→ REQUISITOS:
(a) Según el texto sobre la música en los campos nazis, ¿cuántas piezas musicales recopiló Francesco Lotoro?
(b) Reescribe los registros empezando en la línea que contiene "Audit step 3 of 5: confirm night" y terminando en la que contiene "[0,206,34,237]", con "confirm" sustituido por "verify" y todo lo demás sin cambios.

→ PÁGINA:
※ ※ ※

Como testigos de su sufrimiento quedaron desperdigadas las ajadas partituras, escritas en trozos de vendas, trapos o cualquier otro material que pudiesen utilizar para escribir. Las escondían en lugares donde los guardias no solían buscar, como bajo los suelos de cobertizos para herramientas o letrinas.

En las etapas iniciales del sistema de campos, el estilo dominante era la música amateur de los movimientos juveniles y obreros, y los músicos profesionales eran la excepción. Pero al crecer el número de deportaciones aumentó también el porcentaje de intelectuales, artistas y músicos profesionales procedentes de numerosos países. Es por ello que en la música creada es el seno del Holocausto tienen cabida las diferentes tradiciones musicales nacionales de los reclusos.

Dentro del sistema de guetos y campos de concentración y exterminio creado por el nazismo, existieron algunos casos en los que la vida cultural de los reclusos tuvo cierta cabida, aunque fuese solo con fines propagandísticos del régimen.  El ejemplo más claro fue el de Theresienstadt. Ante la creciente indignación de la comunidad internacional por las condiciones inhumanas en los centros de internamiento, los nazis permitieron que representantes de la Cruz Roja Danesa y la Cruz Roja Internacional visitaran el campo en junio de 1944. Se gestó entonces una de las mayores operaciones propagandísticas del nazismo. El campo se embelleció hasta el punto de aparentar ser una ciudad normal. El día en que la comisión visitó Theresienstadt, los internos podían pasear libremente, los niños asistían a una escuela que nunca existió, y las familias se entretenían con los espectáculos musicales y teatrales compuestos por y para ellos.

Fue así como nació la ópera para niños Brundibár, de Hans Krása, o la ópera de Viktor Ullmann El emperador de la Atlántida o la muerte abdica, estrenada oficialmente en Ámsterdam en 1975, pues no llegaron a permitir su representación en el campo por considerar la figura del emperador un retrato satírico de Hitler. Su autor, uno de los más brillantes músicos de la época, fue asesinado en la cámara de gas poco después de componerla.

En la labor de recopilación de las piezas musicales que integran este espectáculo, ha sido fundamental la colaboración de Yad Vasehem (Museo de la Historia del Holocausto) y otras instituciones y museos, así como de Francesco Lotoro, profesor de música, compositor y pianista que ha dedicado casi 30 años de su vida a la búsqueda y recopilación de unas 8.000 piezas musicales compuestas en campos de concentración, de trabajo forzado y de prisioneros durante la Segunda Guerra Mundial. Durante su incansable búsqueda, recorrió cientos de librerías y archivos e incluso rescató las partituras de las propias ruinas de los campos.

※ ※ ※

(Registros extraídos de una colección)

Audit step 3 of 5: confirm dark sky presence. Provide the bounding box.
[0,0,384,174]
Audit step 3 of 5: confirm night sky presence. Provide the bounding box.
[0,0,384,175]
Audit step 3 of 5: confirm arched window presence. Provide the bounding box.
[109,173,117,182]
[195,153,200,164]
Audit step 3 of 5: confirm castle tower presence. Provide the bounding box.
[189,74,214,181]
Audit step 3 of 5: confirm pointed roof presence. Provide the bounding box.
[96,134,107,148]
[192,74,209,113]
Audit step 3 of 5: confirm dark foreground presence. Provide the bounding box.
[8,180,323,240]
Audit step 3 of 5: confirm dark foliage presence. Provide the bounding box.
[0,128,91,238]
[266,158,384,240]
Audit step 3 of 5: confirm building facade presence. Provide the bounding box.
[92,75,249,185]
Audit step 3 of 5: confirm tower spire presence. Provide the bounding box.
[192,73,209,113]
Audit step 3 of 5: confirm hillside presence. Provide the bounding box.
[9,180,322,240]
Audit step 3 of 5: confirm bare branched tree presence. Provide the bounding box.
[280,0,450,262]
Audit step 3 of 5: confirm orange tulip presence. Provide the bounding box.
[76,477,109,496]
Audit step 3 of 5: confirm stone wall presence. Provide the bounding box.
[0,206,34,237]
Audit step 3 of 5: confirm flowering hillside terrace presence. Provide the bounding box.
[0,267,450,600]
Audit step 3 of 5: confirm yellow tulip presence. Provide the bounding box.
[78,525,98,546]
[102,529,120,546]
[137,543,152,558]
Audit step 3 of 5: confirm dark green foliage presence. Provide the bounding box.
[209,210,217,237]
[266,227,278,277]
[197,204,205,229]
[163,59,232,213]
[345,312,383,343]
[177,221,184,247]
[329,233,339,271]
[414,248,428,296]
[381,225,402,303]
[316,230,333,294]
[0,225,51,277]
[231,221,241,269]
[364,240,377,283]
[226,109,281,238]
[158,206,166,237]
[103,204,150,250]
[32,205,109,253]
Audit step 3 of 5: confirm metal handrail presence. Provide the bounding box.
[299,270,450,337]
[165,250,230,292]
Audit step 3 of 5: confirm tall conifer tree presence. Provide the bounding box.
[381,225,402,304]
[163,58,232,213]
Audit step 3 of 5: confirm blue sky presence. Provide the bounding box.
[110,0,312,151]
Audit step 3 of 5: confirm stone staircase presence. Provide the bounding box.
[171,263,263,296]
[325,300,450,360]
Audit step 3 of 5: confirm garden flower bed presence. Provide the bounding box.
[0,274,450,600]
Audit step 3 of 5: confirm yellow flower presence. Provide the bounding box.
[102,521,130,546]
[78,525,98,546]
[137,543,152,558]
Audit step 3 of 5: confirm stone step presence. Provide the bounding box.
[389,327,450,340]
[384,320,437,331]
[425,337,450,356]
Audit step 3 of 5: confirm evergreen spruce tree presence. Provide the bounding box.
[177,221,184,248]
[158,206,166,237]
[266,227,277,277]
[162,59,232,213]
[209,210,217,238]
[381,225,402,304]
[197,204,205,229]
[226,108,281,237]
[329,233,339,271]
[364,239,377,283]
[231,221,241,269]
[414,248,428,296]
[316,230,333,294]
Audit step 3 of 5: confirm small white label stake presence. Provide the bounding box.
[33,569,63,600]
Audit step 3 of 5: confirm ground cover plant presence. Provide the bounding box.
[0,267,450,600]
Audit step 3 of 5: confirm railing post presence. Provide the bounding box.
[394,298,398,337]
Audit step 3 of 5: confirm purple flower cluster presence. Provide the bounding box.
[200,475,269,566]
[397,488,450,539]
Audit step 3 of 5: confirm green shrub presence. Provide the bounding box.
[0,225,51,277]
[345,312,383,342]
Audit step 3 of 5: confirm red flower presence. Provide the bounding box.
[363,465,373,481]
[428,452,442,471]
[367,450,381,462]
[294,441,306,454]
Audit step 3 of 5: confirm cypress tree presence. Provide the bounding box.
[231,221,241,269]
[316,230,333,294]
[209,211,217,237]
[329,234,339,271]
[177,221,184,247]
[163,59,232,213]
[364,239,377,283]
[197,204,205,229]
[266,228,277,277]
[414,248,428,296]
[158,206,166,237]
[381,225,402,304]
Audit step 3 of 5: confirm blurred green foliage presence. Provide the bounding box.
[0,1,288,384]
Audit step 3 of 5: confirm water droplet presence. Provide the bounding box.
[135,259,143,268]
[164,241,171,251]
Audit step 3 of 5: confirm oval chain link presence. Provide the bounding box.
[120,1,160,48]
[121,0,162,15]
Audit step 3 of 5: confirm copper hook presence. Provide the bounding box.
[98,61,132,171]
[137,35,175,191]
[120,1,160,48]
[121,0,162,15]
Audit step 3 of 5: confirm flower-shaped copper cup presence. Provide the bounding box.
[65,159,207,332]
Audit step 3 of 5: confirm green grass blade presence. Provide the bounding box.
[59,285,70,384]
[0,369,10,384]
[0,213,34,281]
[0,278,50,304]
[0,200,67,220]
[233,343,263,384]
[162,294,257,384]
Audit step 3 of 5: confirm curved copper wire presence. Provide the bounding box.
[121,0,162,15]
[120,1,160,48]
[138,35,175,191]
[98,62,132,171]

※ ※ ※

→ RESPUESTAS POR TAREA:
(a) Unas 8.000 piezas musicales.

(b)
Audit step 3 of 5: verify night sky presence. Provide the bounding box.
[0,0,384,175]
Audit step 3 of 5: verify arched window presence. Provide the bounding box.
[109,173,117,182]
[195,153,200,164]
Audit step 3 of 5: verify castle tower presence. Provide the bounding box.
[189,74,214,181]
Audit step 3 of 5: verify pointed roof presence. Provide the bounding box.
[96,134,107,148]
[192,74,209,113]
Audit step 3 of 5: verify dark foreground presence. Provide the bounding box.
[8,180,323,240]
Audit step 3 of 5: verify dark foliage presence. Provide the bounding box.
[0,128,91,238]
[266,158,384,240]
Audit step 3 of 5: verify building facade presence. Provide the bounding box.
[92,75,249,185]
Audit step 3 of 5: verify tower spire presence. Provide the bounding box.
[192,73,209,113]
Audit step 3 of 5: verify hillside presence. Provide the bounding box.
[9,180,322,240]
Audit step 3 of 5: verify bare branched tree presence. Provide the bounding box.
[280,0,450,262]
Audit step 3 of 5: verify orange tulip presence. Provide the bounding box.
[76,477,109,496]
Audit step 3 of 5: verify stone wall presence. Provide the bounding box.
[0,206,34,237]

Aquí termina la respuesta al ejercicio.